● **Work instructions**
Write out each record again exactly as it stands.

● **Dataset excerpts**
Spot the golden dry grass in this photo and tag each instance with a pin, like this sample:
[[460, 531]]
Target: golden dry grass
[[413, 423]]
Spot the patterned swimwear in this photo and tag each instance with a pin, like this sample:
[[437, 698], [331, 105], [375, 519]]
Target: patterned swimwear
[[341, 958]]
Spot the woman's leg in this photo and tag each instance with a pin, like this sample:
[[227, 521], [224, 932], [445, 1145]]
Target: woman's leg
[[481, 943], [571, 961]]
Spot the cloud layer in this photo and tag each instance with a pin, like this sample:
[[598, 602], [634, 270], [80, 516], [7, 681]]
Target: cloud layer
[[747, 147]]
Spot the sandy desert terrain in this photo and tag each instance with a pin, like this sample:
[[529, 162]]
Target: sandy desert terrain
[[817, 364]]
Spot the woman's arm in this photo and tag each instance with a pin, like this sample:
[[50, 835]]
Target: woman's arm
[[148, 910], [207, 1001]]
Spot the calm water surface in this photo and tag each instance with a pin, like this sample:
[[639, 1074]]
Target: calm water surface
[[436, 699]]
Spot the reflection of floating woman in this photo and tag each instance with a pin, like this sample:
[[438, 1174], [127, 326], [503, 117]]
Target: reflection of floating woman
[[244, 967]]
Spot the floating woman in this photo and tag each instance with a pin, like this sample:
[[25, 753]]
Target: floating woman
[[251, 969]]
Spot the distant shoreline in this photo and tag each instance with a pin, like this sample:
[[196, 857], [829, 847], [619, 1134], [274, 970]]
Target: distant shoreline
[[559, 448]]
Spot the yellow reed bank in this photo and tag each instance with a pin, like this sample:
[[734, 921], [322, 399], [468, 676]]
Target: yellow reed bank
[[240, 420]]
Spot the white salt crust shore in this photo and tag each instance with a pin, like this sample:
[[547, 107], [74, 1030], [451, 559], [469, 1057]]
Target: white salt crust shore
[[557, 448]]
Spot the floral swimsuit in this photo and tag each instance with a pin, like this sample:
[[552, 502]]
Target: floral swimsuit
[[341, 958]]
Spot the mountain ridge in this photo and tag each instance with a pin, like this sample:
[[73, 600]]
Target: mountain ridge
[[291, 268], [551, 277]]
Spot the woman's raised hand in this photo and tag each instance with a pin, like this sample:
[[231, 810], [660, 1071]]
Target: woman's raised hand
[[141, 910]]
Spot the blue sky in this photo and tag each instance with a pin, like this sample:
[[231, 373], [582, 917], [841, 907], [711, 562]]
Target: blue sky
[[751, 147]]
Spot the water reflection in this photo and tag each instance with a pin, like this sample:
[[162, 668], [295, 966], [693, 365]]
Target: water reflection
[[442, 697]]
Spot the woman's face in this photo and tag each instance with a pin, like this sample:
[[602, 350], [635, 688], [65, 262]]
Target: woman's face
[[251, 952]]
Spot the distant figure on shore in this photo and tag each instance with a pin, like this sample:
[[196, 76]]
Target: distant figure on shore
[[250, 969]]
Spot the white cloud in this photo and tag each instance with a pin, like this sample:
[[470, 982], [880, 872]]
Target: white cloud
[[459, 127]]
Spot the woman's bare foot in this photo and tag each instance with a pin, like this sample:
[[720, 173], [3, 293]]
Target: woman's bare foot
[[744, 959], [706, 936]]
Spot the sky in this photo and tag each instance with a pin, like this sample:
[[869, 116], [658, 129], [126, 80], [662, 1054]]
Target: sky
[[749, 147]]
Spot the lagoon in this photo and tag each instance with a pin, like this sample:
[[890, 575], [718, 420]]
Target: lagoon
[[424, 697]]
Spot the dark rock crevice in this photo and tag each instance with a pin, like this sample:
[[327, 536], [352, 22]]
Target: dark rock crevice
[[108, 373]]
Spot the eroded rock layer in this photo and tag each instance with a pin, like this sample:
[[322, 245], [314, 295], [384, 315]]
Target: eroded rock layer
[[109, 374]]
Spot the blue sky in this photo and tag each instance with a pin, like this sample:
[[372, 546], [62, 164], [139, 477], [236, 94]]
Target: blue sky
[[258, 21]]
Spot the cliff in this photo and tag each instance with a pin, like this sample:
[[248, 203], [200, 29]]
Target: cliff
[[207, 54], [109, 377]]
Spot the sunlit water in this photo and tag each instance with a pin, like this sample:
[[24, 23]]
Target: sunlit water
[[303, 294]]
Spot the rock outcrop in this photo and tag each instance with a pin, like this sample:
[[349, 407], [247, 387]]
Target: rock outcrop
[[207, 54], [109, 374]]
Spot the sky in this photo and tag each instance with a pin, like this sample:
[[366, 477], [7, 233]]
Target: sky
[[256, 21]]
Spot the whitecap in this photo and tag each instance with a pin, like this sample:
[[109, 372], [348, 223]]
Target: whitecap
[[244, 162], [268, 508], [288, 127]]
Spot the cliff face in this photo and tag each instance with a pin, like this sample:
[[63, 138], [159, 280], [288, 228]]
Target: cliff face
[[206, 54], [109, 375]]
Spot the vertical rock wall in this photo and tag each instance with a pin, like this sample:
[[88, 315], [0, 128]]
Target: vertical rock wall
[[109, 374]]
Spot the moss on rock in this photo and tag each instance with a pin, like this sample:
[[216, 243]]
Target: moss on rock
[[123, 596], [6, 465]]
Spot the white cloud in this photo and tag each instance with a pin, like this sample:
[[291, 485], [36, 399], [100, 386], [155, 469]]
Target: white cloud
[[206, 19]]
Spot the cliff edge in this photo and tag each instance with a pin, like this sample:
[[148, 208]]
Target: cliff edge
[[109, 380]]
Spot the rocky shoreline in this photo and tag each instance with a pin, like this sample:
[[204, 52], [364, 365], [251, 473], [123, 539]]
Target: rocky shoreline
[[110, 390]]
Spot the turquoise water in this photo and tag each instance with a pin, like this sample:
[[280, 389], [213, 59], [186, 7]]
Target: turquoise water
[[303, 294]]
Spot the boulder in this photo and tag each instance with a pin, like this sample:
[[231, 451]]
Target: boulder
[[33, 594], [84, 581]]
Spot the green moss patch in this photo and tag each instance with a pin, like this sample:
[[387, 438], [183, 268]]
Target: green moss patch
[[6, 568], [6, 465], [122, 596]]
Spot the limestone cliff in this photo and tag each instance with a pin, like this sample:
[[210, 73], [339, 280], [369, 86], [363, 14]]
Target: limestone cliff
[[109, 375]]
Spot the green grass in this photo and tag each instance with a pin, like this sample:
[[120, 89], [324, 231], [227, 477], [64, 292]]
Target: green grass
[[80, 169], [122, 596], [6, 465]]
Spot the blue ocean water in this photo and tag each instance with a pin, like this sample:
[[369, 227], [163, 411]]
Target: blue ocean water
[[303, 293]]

● **Output**
Spot the golden dry grass in this photo and tag each instance with a pin, like this sample:
[[460, 531]]
Target: golden dry grass
[[413, 423]]
Spot the patterned swimwear in this photo and tag each instance with a pin, like this sample:
[[437, 698], [331, 105], [375, 519]]
Target: patterned swimwear
[[341, 958]]
Spot the woman's leg in this photo and tag each instance with a pin, like this sample:
[[227, 521], [224, 932], [445, 1145]]
Target: woman's leg
[[481, 943], [571, 961]]
Spot the cloud layer in this photo and tag each instance with a pin, like this sample:
[[598, 602], [634, 270], [80, 516], [7, 681]]
Target: cloud layer
[[747, 147]]
Spot the sandy desert terrain in this photo and tag each instance with a pin, like this sample:
[[529, 162]]
Target: sandy desert terrain
[[817, 364]]
Spot the woman's arm in this photo and tag each instance with a pin, like this sample:
[[50, 835]]
Target: woman's arm
[[148, 910], [207, 1001]]
Spot the calm water surface in this photo and tag each instance with a pin, like this sample:
[[639, 1074]]
Target: calm water surface
[[436, 699]]
Spot the reflection of floating woman in this photo and tag each instance with a pin, like this sample:
[[438, 1174], [127, 326], [503, 117]]
Target: reflection of floating woman
[[244, 967]]
Spot the floating woman in this photo and tag each instance with a pin, like this sample:
[[25, 753]]
Target: floating woman
[[251, 969]]
Spot the distant shoreline in this photo and tag each instance with a pin, like this sample:
[[196, 857], [829, 847], [619, 1134], [274, 970]]
Target: distant shoreline
[[559, 448]]
Spot the yellow reed bank in this photo and tag each instance with a pin, like this sample:
[[734, 921], [322, 399], [468, 676]]
Target: yellow reed bank
[[240, 420]]
Spot the white salt crust shore in this photo and tag each instance with a pin, like this sample:
[[547, 107], [74, 1030], [451, 559], [469, 1057]]
Target: white salt crust shore
[[557, 448]]
Spot the floral swimsuit in this photo and tag each instance with a pin, like this sample:
[[552, 502]]
Target: floral swimsuit
[[341, 958]]
Spot the mountain ridge in this photo and tag each instance with a pin, like this sample:
[[73, 600]]
Target: mountain ridge
[[291, 268], [551, 277]]
Spot the woman's raised hand in this photo and tag each instance with a pin, like this sample:
[[231, 810], [660, 1071]]
Target: woman's raised hand
[[141, 910]]
Spot the blue sky in this photo and tag each instance with a pin, like this sample:
[[231, 373], [582, 917], [841, 907], [711, 562]]
Target: blue sky
[[751, 147]]
Spot the water reflection in this photo and tag each instance with a pin, like this sample:
[[162, 668], [295, 966], [693, 365]]
Target: water reflection
[[442, 697]]
Spot the woman's face in this photo and tag each instance with a pin, like this sample:
[[602, 350], [635, 688], [65, 262]]
Target: woman's face
[[251, 952]]
Spot the distant figure on shore in this photo and tag each instance with a pin, like this sample:
[[196, 76]]
Target: distant figure on shore
[[250, 969]]
Spot the white cloud in this photo and tag each instance with a pin, like this sample:
[[470, 982], [880, 872]]
Target: white cloud
[[459, 127]]
Spot the woman's bare foot in this photo and tag each instance with a pin, like this sample:
[[720, 173], [3, 293]]
Target: woman's bare foot
[[744, 959], [706, 936]]
Spot the sky in this photo and tag each instance with a pin, like this sample:
[[869, 116], [658, 129], [126, 80], [662, 1054]]
Target: sky
[[749, 147]]
Spot the lagoon in this photo and tag each instance with a pin, like this sample:
[[890, 575], [718, 420]]
Target: lagoon
[[424, 697]]
Spot the dark rock crevice in this photo and tag each instance with a pin, like this sample:
[[327, 536], [352, 22]]
Target: dark rock crevice
[[108, 373]]
Spot the eroded rock layer in this photo and tag each instance with a pin, like this sample:
[[322, 245], [314, 295], [384, 315]]
Target: eroded rock layer
[[109, 374]]
Spot the blue sky in this photo and tag each instance with a pin, like this sample:
[[372, 546], [62, 164], [139, 477], [236, 94]]
Target: blue sky
[[258, 21]]
Spot the cliff in this photo and tag each instance with a pin, like this sample:
[[248, 203], [200, 29]]
Target: cliff
[[207, 54], [109, 377]]
Spot the sunlit water in this photo and tag each instance with a pin, like this sample:
[[24, 23]]
Target: sunlit water
[[303, 294]]
Spot the rock outcrop in this photo and tag each instance with a pin, like this sample:
[[349, 407], [247, 387]]
Target: rock outcrop
[[207, 54], [109, 374]]
Spot the sky in this photo and tag each instance with a pin, like this sample:
[[366, 477], [7, 233]]
Target: sky
[[256, 21]]
Spot the whitecap in this photo and tag each instance with a pin, like this sample:
[[109, 372], [348, 223]]
Target: whitecap
[[244, 162], [268, 508], [288, 127]]
Spot the cliff face in this photo and tag each instance with a pin, like this sample:
[[63, 138], [159, 280], [288, 228]]
Target: cliff face
[[206, 54], [109, 375]]
Spot the vertical rock wall in this photo and tag each instance with a pin, like this sample:
[[88, 315], [0, 128]]
Target: vertical rock wall
[[109, 374]]
Spot the moss on rock in this photo and tag each instance with a pin, like this sample:
[[216, 243]]
Target: moss on rock
[[123, 596], [6, 465]]
Spot the white cloud in this photo and tag each instance with a pin, like this sample:
[[291, 485], [36, 399], [100, 386], [155, 469]]
Target: white cloud
[[206, 19]]
Spot the cliff edge in this photo and tag each instance with a pin, like this sample:
[[148, 208]]
Target: cliff edge
[[109, 380]]
Spot the rocky shoreline in this photo and tag each instance with a pin, like this sample:
[[204, 52], [364, 365], [251, 473], [123, 539]]
Target: rocky shoreline
[[110, 390]]
Spot the turquoise water in this photo and tag each instance with a pin, like this sample:
[[280, 389], [213, 59], [186, 7]]
Target: turquoise water
[[303, 294]]
Spot the boulder in this photo and tag each instance with a pin, like this sample:
[[231, 451]]
Target: boulder
[[33, 594], [84, 581]]
Spot the green moss patch in this photo and tag each instance with a pin, like this sample:
[[387, 438], [183, 268]]
Target: green moss patch
[[6, 568], [6, 465], [122, 596]]
Spot the limestone cliff in this photo and tag each instance with a pin, like this sample:
[[210, 73], [339, 280], [369, 86], [363, 14]]
Target: limestone cliff
[[109, 375]]
Spot the green grass in this photo and tag each instance with a pin, like this sample:
[[120, 89], [324, 231], [227, 477], [64, 292]]
Target: green grass
[[80, 169], [122, 596], [6, 465]]
Spot the blue ocean water in this photo and tag each instance with a pin, like this sample:
[[369, 227], [163, 411]]
Target: blue ocean water
[[303, 293]]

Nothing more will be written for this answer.